# Problem requirements
Scan the data below for lines containing the string "residential" and give only how many there are.

● ● ● ● ●

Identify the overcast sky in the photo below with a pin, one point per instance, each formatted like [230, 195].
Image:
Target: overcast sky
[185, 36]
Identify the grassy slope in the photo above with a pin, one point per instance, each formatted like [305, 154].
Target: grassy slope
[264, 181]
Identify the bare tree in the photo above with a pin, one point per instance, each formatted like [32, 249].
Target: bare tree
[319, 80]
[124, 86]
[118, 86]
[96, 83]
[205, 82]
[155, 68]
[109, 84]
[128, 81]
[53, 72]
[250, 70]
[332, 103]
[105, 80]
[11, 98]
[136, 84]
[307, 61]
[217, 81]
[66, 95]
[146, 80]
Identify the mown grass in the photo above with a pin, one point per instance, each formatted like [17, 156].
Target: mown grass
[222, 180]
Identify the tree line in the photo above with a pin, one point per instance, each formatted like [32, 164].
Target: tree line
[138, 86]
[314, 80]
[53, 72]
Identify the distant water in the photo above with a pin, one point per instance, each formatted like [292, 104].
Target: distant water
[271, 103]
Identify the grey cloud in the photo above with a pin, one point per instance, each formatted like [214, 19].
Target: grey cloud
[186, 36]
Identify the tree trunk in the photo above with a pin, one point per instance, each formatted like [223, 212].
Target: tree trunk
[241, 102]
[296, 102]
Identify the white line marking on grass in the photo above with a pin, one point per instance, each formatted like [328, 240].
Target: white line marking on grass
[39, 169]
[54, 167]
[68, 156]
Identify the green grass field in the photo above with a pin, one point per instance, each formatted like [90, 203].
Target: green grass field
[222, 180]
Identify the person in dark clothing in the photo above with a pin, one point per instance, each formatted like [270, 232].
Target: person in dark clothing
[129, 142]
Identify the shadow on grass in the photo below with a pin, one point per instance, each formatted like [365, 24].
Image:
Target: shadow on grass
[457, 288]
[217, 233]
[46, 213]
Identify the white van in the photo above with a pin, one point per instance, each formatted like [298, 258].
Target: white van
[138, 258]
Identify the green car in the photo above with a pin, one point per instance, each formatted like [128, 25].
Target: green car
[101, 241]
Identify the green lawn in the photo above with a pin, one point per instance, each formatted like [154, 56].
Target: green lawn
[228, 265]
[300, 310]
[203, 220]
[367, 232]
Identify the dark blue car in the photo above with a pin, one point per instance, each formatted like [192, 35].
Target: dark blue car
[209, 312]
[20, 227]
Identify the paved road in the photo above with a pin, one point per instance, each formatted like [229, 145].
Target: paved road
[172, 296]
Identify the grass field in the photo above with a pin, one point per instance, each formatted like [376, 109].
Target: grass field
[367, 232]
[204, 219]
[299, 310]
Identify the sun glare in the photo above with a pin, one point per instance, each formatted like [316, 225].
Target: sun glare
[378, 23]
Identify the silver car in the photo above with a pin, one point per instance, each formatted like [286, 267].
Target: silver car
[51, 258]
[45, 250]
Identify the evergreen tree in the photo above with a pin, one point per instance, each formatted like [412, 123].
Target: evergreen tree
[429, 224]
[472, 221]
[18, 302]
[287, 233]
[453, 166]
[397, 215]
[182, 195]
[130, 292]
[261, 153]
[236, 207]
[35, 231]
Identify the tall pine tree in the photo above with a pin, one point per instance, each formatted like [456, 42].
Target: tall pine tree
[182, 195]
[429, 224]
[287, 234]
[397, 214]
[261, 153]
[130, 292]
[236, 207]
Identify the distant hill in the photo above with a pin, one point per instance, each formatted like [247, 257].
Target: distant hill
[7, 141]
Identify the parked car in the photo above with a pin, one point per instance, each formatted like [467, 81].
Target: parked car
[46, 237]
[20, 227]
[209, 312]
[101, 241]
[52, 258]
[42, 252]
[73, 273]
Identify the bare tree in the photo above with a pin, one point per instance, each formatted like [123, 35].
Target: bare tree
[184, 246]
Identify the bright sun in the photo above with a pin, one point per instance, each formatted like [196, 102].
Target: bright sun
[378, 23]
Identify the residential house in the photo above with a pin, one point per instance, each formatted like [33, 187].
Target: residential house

● ● ● ● ●

# Answer section
2